▶ **Текст**

Как возможна литература? Как возможна социология литературы не по Бурдье? —
«Новое литературное обозрение», 2015, № 2 (132).
«Социоанализ Пьера Бурдье настолько доминирует сегодня
на этом дисциплинарном поле, что возможность других школ, соединяющих
литературу и социологию, нередко просто не учитывается. Можно ли говорить о
том, что Борис Дубин стоял у истоков проекта совершенно иной социологии
литературы (вместе со своим постоянным соавтором Львом Гудковым и при участии
других коллег, в большей или меньшей степени близких кругу и идеям Юрия Левады,
— Алексея Левинсона, Абрама Рейтблата, Натальи Зоркой)? Можно ли рассматривать
поздние статьи Дубина как один из вариантов движения в русле такого проекта?»
Анатолий Ким. Гений.
Повесть о Смоктуновском. — «Дружба народов», 2015, № 7.
«И через него пришло крещение: я принял христианство
их рук Смоктуновского. Произошло это, когда мне исполнилось сорок лет».
Николай Климонтович. Вся эта лабуда. Из записей разных лет. Публикация Елены Криштоф. —
«Октябрь», 2015, № 8.
«У Чехова в рассказах среднего периода то и дело
кричат сонные петухи; у Бунина раз пять
встречается коричневая лысина старика; та же беда у Паустовского — то и
дело идет серый дождь. Чехов только в Невесте, под конец, изменил
себе: там у него кричат уже сонные грачи. Автоматизм письма
многопищущего, нет памяти на уже использованное».
«Боря М. мне когда-то в мастерской о Параджанове и
Белле: клоуны жизни. У покойного
Д. А. с жизнью были натянутые отношения, но он тоже хотел стать клоуном-интеллектуалом.
В нем была жажда сцены, шарлатанство при отсутствии темперамента, крик кикиморы
— имитация жизненной энергии, понятная у инвалида».
С. Н. Корсаков.
Мифы и истины в истории русской философии. — «Вопросы философии», 2015, № 5
<http://vphil.ru>.
«Если система догм отвечает идеологическому
мейнстриму данного социума, то противостоять ей крайне трудно даже ссылками на
факты.

▶ **Исходные материалы**
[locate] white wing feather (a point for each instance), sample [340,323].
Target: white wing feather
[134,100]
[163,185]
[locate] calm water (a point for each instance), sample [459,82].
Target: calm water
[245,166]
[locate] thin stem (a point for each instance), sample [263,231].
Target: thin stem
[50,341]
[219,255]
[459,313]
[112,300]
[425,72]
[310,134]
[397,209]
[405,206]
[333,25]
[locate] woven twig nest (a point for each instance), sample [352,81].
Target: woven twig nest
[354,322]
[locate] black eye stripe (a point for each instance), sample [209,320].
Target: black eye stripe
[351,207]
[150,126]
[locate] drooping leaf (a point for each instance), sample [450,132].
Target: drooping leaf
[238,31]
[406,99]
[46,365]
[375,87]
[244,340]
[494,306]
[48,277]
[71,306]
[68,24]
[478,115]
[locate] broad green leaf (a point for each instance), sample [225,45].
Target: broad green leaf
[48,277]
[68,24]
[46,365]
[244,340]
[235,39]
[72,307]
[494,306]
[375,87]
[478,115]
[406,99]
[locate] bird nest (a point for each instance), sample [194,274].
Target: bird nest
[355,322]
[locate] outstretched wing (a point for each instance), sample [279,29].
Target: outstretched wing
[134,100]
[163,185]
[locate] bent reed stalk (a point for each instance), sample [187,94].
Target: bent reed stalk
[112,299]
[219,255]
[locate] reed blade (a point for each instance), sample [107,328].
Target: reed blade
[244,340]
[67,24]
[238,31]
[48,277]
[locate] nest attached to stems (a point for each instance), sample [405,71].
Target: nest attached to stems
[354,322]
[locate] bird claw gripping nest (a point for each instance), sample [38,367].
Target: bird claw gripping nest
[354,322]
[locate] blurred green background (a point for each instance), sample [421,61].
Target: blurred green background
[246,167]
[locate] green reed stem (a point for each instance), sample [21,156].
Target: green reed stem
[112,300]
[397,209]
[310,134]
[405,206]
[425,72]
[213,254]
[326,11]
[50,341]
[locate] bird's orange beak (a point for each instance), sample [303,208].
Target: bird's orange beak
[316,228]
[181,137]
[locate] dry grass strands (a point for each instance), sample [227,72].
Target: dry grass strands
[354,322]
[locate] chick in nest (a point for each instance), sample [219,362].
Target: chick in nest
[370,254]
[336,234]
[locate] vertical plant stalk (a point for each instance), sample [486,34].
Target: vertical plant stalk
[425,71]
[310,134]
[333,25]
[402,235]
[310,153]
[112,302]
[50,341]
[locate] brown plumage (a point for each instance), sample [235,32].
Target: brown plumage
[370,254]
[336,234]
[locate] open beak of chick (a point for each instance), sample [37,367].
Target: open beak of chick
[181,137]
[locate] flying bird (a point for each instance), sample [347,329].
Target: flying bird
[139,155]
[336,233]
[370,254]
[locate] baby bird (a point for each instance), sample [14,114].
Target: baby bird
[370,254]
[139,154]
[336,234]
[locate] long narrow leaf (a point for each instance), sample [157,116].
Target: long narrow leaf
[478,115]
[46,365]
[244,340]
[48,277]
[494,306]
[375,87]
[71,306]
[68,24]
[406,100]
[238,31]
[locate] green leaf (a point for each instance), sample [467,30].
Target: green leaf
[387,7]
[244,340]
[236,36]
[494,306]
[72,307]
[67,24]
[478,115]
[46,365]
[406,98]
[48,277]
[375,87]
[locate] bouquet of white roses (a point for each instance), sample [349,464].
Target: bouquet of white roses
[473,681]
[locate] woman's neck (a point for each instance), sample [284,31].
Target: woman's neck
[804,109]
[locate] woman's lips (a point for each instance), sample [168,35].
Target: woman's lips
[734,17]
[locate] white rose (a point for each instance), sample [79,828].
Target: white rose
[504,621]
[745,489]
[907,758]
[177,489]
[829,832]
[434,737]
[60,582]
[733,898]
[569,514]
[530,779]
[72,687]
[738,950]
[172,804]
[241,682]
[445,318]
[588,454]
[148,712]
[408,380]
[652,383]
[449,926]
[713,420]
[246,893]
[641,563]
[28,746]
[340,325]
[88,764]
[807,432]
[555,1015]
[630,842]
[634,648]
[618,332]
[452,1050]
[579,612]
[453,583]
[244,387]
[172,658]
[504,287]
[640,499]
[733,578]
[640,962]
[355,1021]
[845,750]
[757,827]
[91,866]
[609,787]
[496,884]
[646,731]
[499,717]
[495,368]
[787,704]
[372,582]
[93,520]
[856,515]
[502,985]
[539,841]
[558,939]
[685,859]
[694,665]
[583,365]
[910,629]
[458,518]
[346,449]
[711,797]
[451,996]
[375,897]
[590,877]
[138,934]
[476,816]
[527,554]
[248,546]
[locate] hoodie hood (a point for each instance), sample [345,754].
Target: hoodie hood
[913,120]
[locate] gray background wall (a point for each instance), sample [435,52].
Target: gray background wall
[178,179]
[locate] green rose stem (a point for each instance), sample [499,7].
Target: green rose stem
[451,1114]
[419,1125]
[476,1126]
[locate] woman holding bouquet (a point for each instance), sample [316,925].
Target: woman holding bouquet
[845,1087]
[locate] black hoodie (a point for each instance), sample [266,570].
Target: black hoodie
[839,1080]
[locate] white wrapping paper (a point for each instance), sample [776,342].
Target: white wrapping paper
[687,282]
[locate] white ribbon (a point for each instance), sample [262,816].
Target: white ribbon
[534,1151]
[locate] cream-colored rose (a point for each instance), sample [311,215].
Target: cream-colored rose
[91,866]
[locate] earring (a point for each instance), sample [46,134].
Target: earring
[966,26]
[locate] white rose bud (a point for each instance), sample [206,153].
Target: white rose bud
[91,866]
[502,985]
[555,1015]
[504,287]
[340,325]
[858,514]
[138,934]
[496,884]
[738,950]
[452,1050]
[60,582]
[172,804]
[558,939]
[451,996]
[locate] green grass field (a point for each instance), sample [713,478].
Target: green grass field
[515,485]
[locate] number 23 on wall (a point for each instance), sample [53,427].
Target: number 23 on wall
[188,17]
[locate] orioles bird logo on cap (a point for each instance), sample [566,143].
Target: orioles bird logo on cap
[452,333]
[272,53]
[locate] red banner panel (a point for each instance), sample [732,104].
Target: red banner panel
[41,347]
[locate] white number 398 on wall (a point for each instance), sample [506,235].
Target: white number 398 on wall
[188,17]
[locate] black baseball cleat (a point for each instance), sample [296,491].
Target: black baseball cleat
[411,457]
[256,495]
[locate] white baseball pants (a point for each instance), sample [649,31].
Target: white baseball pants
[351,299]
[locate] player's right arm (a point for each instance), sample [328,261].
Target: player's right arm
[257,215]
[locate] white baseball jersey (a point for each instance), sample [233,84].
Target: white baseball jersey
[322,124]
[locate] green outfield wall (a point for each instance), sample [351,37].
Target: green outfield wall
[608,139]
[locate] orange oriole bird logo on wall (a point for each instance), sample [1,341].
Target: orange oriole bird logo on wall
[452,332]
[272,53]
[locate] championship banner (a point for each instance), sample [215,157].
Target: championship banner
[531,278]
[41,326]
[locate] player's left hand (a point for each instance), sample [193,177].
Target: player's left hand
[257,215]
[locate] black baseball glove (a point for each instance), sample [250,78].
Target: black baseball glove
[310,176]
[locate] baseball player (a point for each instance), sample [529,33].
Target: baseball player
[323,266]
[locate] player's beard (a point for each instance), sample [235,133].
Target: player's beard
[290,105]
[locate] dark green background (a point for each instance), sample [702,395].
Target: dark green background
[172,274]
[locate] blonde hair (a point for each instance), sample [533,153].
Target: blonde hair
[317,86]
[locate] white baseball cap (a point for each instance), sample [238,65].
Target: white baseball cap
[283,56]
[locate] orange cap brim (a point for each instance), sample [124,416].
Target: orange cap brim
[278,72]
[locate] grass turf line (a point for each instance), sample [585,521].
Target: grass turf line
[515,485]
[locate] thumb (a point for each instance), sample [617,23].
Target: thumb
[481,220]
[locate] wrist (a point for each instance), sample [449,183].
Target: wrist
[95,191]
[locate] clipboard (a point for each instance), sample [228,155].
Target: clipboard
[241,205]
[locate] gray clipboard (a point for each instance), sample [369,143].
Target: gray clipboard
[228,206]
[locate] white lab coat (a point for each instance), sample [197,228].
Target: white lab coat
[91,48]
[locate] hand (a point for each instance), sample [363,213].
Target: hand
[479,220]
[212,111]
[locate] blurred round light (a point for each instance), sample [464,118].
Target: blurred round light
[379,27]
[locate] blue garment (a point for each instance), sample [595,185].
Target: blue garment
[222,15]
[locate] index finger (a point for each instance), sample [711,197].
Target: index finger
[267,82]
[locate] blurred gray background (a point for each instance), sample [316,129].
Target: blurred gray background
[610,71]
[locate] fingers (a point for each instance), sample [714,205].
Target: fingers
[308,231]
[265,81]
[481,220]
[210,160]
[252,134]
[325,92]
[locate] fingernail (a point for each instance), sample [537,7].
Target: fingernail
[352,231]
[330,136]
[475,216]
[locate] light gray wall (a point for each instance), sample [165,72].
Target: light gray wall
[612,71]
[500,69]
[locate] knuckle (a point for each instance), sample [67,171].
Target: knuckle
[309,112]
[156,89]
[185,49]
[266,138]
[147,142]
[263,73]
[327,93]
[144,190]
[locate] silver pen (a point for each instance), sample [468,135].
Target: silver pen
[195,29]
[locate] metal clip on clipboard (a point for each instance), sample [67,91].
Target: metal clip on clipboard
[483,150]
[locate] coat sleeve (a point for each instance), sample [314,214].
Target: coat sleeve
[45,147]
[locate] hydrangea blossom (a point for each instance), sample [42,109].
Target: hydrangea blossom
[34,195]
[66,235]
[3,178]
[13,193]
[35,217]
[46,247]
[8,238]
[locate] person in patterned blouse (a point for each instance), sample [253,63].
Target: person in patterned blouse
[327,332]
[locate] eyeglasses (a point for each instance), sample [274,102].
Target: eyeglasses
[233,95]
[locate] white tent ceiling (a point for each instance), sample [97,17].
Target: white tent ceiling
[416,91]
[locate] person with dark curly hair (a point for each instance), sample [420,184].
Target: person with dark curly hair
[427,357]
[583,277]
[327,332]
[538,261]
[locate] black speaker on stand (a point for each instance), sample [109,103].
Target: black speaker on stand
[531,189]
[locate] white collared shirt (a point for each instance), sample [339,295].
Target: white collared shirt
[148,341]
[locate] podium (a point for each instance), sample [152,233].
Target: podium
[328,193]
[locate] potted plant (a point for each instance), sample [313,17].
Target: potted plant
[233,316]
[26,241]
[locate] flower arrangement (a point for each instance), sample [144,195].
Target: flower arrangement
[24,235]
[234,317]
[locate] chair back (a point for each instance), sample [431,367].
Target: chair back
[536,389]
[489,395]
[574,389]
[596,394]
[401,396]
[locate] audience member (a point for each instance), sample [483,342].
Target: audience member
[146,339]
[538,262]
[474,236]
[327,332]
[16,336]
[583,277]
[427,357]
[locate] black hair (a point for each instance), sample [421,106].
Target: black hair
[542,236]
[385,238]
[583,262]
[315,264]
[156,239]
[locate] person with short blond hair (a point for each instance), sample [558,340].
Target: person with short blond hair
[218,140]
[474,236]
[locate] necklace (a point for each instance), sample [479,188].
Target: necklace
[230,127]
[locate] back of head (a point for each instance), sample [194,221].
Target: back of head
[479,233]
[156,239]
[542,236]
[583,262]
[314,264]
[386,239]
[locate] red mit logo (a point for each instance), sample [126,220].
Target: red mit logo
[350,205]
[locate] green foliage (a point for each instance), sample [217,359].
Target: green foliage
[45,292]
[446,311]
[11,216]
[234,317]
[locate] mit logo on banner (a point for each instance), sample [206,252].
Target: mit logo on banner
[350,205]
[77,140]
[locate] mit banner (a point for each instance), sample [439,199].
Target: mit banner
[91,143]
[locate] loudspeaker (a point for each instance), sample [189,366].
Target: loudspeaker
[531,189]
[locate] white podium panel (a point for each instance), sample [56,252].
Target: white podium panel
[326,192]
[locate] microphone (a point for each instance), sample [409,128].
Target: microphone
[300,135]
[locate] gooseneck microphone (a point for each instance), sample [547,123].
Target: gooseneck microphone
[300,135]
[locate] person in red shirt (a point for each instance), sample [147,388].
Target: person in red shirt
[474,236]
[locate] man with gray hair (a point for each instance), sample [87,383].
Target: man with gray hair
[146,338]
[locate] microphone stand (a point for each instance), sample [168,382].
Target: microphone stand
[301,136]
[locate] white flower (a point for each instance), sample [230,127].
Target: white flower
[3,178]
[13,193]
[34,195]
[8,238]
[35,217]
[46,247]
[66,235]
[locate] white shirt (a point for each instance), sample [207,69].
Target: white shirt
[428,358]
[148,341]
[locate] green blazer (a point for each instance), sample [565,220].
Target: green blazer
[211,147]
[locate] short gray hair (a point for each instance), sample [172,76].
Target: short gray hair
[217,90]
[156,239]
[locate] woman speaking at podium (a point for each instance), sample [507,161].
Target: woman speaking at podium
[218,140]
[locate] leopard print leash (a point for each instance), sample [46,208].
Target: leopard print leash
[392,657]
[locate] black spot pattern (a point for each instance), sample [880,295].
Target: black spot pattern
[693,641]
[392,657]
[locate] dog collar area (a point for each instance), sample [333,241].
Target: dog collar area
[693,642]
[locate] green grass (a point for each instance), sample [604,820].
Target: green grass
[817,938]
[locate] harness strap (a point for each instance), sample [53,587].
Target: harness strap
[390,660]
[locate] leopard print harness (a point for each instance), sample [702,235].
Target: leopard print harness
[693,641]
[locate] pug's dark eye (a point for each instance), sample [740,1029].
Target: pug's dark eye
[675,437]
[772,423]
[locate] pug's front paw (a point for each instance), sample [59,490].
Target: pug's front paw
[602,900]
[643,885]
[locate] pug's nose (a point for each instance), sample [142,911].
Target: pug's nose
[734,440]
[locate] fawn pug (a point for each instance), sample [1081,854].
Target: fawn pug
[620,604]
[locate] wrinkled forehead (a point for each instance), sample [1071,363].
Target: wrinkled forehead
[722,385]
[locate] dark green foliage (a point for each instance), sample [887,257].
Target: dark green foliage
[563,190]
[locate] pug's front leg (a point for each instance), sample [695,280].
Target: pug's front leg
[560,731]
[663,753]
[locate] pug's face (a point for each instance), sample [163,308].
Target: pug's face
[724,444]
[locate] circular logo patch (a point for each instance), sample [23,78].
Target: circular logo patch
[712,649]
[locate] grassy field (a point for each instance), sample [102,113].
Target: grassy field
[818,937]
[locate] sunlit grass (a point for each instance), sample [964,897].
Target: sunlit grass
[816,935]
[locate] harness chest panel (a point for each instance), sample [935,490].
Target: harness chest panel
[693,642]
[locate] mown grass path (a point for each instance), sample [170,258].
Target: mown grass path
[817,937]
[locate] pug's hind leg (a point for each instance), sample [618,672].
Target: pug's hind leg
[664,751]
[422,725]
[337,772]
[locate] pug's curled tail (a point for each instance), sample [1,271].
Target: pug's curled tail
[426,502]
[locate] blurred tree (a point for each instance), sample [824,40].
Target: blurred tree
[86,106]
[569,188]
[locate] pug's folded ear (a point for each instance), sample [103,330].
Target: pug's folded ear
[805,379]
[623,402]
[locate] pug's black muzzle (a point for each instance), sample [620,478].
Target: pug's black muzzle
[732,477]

▶ **Задания для выполнения**
a. Перескажите в виде краткого списка абзац текста, начинающийся словами «У Чехова в рассказах среднего периода», сохранив его основные факты.
b. Выпишите из записей все строки, в которых встречается слово «leash».

▶ **Итоговые результаты**
a.
- У Чехова в рассказах среднего периода то и дело кричат сонные петухи; лишь в «Невесте», под конец, у него кричат сонные грачи.
- У Бунина раз пять встречается коричневая лысина старика.
- У Паустовского то и дело идет серый дождь.
- Причина: автоматизм письма того, кто много пишет, и отсутствие памяти на уже использованное.

b.
[locate] leopard print leash (a point for each instance), sample [46,208].
Target: leopard print leash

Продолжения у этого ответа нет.